Goal of the exercise>
Copy the records verbatim, starting at the very first line and ending at the line containing "320;275;462;450", with both of those lines included.

-----

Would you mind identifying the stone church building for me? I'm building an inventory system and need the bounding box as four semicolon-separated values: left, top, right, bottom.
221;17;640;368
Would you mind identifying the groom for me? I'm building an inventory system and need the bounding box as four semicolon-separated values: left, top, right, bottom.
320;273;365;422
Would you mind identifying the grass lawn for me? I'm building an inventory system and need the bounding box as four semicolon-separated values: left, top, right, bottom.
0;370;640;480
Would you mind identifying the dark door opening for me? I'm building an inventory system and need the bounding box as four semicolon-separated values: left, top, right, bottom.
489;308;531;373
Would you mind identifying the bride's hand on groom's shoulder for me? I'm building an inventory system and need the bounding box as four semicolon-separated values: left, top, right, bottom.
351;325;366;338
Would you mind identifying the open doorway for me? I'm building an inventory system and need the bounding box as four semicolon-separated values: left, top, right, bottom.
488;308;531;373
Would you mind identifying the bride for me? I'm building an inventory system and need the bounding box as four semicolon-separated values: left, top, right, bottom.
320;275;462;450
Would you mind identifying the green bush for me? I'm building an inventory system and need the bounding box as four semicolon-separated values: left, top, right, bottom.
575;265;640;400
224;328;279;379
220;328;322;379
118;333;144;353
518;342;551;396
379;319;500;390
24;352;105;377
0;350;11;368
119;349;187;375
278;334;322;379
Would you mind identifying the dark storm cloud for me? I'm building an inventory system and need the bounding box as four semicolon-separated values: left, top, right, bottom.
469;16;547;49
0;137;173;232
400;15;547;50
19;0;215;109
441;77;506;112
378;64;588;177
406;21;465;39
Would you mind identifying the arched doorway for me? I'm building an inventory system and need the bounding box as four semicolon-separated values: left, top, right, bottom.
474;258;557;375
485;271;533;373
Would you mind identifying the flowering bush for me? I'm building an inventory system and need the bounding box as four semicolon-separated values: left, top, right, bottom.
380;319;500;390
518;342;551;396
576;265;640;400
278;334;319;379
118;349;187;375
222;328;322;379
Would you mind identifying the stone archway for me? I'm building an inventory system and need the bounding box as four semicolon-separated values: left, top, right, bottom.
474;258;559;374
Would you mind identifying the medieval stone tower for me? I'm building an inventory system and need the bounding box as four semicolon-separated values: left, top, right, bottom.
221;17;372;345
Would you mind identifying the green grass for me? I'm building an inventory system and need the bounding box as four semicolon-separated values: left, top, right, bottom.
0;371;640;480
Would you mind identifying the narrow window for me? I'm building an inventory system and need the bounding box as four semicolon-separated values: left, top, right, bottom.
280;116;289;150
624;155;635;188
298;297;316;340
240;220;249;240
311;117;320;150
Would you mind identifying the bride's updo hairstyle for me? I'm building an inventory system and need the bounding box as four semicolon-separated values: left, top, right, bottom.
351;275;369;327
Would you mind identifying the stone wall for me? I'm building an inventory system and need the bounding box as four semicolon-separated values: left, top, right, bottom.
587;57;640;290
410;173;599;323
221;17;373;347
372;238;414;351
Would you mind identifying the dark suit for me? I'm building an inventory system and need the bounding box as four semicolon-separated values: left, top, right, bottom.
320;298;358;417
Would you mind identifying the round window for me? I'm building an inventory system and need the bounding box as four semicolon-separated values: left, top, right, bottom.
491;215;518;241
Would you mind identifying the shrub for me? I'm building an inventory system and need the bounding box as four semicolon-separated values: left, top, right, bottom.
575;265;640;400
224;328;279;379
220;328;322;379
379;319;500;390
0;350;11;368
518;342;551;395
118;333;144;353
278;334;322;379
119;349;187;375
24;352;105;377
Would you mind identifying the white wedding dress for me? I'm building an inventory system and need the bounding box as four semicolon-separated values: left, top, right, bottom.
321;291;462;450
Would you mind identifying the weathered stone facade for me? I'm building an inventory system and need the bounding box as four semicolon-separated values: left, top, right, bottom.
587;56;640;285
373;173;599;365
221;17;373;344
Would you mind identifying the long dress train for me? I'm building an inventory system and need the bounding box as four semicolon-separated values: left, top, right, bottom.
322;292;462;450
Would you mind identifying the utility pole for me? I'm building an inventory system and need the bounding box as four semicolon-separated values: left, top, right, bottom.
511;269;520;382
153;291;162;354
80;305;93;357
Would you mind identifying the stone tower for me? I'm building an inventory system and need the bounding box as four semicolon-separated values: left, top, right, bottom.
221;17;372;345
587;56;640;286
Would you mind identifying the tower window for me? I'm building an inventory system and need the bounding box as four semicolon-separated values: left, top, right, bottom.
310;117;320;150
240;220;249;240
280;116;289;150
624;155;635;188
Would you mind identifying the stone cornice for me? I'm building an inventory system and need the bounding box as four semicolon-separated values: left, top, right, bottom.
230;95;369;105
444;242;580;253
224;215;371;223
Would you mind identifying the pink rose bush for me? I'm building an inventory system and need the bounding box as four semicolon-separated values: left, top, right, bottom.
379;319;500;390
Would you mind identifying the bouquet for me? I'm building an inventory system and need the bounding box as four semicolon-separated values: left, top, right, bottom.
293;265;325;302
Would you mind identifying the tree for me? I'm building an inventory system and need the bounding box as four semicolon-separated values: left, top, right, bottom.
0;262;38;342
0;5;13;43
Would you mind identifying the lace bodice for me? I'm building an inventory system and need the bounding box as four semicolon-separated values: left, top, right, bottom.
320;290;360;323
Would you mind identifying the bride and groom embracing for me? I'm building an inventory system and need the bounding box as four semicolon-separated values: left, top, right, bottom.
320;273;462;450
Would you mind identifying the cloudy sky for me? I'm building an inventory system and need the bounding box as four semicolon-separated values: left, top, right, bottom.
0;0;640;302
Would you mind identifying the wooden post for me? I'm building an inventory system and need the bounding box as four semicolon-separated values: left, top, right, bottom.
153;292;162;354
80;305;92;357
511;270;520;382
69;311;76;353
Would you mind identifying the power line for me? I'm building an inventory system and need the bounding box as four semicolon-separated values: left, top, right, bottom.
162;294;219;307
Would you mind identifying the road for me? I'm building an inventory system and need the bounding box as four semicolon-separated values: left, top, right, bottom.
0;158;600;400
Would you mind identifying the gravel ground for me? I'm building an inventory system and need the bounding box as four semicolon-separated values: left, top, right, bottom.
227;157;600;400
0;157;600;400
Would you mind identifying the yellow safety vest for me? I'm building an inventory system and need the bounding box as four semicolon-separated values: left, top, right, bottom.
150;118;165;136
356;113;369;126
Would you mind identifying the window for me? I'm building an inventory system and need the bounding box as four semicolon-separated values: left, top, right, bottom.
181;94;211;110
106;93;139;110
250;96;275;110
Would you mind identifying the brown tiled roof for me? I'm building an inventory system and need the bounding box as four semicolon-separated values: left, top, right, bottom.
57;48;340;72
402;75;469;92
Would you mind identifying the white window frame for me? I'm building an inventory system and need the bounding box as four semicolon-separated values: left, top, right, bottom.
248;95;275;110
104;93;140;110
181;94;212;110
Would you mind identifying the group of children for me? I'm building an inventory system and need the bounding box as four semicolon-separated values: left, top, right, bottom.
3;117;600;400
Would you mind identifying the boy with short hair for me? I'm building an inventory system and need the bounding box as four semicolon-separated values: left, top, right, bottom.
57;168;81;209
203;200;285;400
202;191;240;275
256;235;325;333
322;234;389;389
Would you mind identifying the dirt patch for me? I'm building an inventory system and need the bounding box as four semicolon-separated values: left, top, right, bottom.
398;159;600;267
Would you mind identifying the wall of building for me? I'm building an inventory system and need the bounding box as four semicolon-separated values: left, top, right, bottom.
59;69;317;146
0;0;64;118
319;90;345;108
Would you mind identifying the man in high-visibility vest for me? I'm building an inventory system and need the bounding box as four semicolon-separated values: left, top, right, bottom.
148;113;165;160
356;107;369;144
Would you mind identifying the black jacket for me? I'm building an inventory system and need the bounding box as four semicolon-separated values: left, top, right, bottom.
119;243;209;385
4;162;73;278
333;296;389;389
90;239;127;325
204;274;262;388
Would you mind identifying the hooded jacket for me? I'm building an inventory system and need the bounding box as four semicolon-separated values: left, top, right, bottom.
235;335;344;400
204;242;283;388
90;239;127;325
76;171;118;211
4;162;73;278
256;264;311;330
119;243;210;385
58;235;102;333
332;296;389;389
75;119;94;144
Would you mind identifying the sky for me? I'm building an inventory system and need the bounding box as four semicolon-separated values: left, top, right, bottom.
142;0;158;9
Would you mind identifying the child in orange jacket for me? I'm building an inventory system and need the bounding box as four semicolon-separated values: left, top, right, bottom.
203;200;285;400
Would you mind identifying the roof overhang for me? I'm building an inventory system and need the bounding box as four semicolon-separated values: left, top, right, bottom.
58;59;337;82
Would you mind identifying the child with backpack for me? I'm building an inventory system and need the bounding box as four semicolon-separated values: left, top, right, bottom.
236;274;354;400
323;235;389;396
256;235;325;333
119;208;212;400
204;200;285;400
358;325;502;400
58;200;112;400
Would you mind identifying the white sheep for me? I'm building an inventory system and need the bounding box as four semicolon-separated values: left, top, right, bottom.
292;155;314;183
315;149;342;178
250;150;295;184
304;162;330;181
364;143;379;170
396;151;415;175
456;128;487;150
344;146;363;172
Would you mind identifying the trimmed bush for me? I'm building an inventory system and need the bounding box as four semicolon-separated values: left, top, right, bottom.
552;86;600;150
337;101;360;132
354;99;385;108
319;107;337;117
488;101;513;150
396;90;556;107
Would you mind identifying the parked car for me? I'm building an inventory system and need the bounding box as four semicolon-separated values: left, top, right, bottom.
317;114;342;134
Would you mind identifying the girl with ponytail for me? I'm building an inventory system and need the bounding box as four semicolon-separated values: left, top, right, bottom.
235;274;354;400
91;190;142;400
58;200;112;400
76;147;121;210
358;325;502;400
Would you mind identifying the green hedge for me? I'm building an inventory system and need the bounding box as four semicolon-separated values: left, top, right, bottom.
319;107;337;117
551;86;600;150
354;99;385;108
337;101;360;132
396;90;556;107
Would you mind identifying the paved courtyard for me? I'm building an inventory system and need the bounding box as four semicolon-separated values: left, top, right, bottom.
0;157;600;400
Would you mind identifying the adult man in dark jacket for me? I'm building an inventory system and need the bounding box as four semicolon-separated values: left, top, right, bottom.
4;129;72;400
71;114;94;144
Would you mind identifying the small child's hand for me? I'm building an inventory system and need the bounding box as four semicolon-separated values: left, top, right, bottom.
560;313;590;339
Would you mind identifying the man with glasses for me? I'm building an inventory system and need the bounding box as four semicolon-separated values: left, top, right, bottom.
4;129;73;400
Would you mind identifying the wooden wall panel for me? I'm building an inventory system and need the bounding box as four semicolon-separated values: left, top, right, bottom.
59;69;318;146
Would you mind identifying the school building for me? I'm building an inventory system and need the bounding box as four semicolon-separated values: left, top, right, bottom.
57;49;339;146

-----

Written response>
Would you mind identifying the stone church building for me? I'm building an inventory system and need the bounding box as four semicolon-separated values: left, top, right, bottom.
221;17;640;368
Would you mind identifying the groom for me? I'm building an inventory system and need the bounding box as four semicolon-separated values: left, top, right, bottom.
320;273;365;422
Would you mind identifying the grass lawn for me? I'm building an inventory system and need the bounding box as four semicolon-separated values: left, top, right, bottom.
0;370;640;480
Would you mind identifying the dark door opening for me? I'm building an inventory system and need the bounding box as four semicolon-separated values: left, top, right, bottom.
489;308;531;373
Would you mind identifying the bride's hand on groom's shoulder for me? I'm building an inventory system and need the bounding box as four semicolon-separated values: left, top, right, bottom.
351;325;366;338
Would you mind identifying the open doorway for me? I'm building an inventory system and need the bounding box as four semicolon-separated values: left, top, right, bottom.
488;308;531;373
Would you mind identifying the bride for me? I'm building an inventory system and need the bounding box as four semicolon-separated values: left, top, right, bottom.
320;275;462;450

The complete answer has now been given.